▸ EXERCISE AIM:
Please print each record below exactly as it is written.

[Point localization data]
****

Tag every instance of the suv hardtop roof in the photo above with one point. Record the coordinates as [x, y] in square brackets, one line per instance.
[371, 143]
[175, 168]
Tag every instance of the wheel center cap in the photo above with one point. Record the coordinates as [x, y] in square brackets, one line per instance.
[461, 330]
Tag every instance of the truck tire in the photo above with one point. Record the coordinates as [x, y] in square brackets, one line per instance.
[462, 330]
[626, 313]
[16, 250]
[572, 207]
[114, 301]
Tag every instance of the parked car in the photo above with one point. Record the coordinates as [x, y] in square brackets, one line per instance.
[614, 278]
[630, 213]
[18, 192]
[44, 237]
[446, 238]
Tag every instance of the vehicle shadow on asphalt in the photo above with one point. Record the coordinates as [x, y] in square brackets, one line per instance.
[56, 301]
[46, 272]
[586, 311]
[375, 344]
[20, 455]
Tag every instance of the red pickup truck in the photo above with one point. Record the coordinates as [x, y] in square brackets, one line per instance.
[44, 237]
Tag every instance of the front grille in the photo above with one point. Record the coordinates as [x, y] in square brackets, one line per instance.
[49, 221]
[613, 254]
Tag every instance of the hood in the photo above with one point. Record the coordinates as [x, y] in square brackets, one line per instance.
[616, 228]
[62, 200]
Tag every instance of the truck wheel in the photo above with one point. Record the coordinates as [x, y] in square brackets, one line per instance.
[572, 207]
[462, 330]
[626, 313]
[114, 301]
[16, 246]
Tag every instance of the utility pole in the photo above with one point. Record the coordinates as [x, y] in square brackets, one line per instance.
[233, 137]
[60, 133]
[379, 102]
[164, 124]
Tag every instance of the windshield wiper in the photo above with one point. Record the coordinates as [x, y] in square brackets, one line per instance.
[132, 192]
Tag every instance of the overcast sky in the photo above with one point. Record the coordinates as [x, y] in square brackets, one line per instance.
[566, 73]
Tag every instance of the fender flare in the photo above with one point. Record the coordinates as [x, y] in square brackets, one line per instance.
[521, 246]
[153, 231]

****

▸ THE ANSWER:
Tag every instance of the suv hardtop roof in the photo above with one point. Record the coordinates as [x, y] in square brackets, one line per instance.
[371, 143]
[175, 168]
Tag every instance of the wheel center cap in the photo above with one point. Record the coordinates as [x, y] in square brackets, one line per instance.
[461, 330]
Tag every instance of the truck tire in the photo above with one point. Record the coordinates as [x, y] in square brackets, one line per instance.
[462, 330]
[626, 313]
[16, 250]
[572, 207]
[114, 301]
Tag every instance of the parked car in the photo above with one point. Record the coordinates as [x, y] in square brackets, one line per instance.
[614, 278]
[630, 213]
[18, 192]
[44, 237]
[446, 238]
Tag every instance of the vehicle shadow on asphalt in the photo above with one point. Record the coordinates as [x, y] in square brackets, one line per instance.
[56, 301]
[46, 272]
[586, 311]
[375, 344]
[20, 455]
Tag every instance of the red pickup truck in the photo above with one point. Record the coordinates as [x, y] in square brackets, one line per instance.
[44, 237]
Tag every instance of the front grille in the photo above with one point. Record the coordinates as [x, y] in square brackets, one line per instance.
[49, 221]
[613, 254]
Tag every instance of the hood in the photo above with one point. Record the coordinates as [x, y] in square brackets, one line per instance.
[616, 228]
[62, 200]
Tag every instance of the truck wheel in the photo above with one point. Record the coordinates as [x, y] in square brackets, one line per instance.
[572, 207]
[462, 330]
[626, 313]
[114, 301]
[16, 246]
Tag every instance of the utility pole in the photo above with one point. Record the coordinates as [x, y] in square brackets, one line per instance.
[233, 137]
[60, 133]
[379, 102]
[164, 124]
Tag every instance of the windshield wiper in the photo above with one point. Record the coordinates as [x, y] in square brackets, one line per instance.
[132, 192]
Tag every instance of the overcast sky in the photo above with one point. Record the coordinates as [x, y] in square brackets, one line per instance.
[566, 73]
Tag every instance of the fender flare in the photo above with one point. Record the coordinates as [x, y] in square brackets, one line per instance.
[521, 246]
[153, 231]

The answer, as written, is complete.